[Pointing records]
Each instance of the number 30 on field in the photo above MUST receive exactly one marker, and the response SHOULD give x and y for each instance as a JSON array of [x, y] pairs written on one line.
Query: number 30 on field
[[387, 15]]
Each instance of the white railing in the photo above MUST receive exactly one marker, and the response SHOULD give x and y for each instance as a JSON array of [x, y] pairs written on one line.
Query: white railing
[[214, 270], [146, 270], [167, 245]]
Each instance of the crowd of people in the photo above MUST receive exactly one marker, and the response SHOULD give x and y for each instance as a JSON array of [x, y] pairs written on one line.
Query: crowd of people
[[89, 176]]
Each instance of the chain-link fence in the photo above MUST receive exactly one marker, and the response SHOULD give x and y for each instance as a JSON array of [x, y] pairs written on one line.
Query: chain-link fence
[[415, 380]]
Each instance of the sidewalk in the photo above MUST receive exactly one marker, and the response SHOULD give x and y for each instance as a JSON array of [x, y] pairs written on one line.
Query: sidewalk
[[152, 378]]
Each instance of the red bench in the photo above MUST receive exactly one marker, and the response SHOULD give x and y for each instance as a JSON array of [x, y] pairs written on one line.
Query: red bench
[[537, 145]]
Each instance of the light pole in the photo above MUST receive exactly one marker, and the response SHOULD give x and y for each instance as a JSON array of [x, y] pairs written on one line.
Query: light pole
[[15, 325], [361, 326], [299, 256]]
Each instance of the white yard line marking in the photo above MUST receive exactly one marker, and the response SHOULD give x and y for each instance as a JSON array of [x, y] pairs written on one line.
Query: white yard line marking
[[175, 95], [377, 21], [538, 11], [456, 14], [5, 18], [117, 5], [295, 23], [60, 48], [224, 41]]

-- What is needed --
Write out every line of the listing again, changing "JSON array" to "JSON list" and leaving everything else the same.

-- Exercise answer --
Each instance of the number 30 on field in the photo above MUST receive exactly one marker, and the response SHOULD give x and y for each instance as a JSON list of [x, y] pairs written on one line.
Query: number 30 on field
[[387, 15]]
Each instance of the white railing in the photo above MUST receive exactly one marker, and the response SHOULD give x and y for each instance as a JSON list of [x, y] pairs written on one line.
Query: white railing
[[214, 270], [146, 270], [167, 245]]
Each instance of the crowd of people in the photo above MUST receive exactly one marker, and the response SHOULD give x and y for each instance as a JSON list of [x, y] pairs written on one line.
Query: crowd of people
[[89, 176]]
Each instance of the chain-link fence in the photo above MUST receive exactly one marker, and the response SHOULD give x and y for each instance as a JSON list of [x, y] pairs written on one line.
Query: chain-link fence
[[415, 380]]
Each instance of the sidewalk in the photo above MUST receive exactly one marker, and the response SHOULD give x and y for each instance as a JSON list of [x, y] pairs written on one line.
Query: sidewalk
[[152, 378]]
Each instance of the red bench in the photo above MUST receive exactly one marker, and the response SHOULD give x and y for each instance as a JSON list of [x, y] pairs written on one line.
Query: red bench
[[537, 145]]
Each instance of the light pole in the photo above MUST receive exactly one marker, and the response SHOULD give x and y for each instance as a JSON list of [x, y] pairs written on one line.
Query: light pole
[[15, 325], [361, 326], [299, 256]]
Each instance of the white yard line marking in the photo above MUST receive exactly one marker, and the response SHOULD give x and y for each instance as a JSON list of [x, y] pairs written on one line.
Query: white yard line marking
[[175, 95], [377, 21], [538, 11], [456, 14], [5, 18], [117, 5], [295, 23], [60, 48], [224, 41]]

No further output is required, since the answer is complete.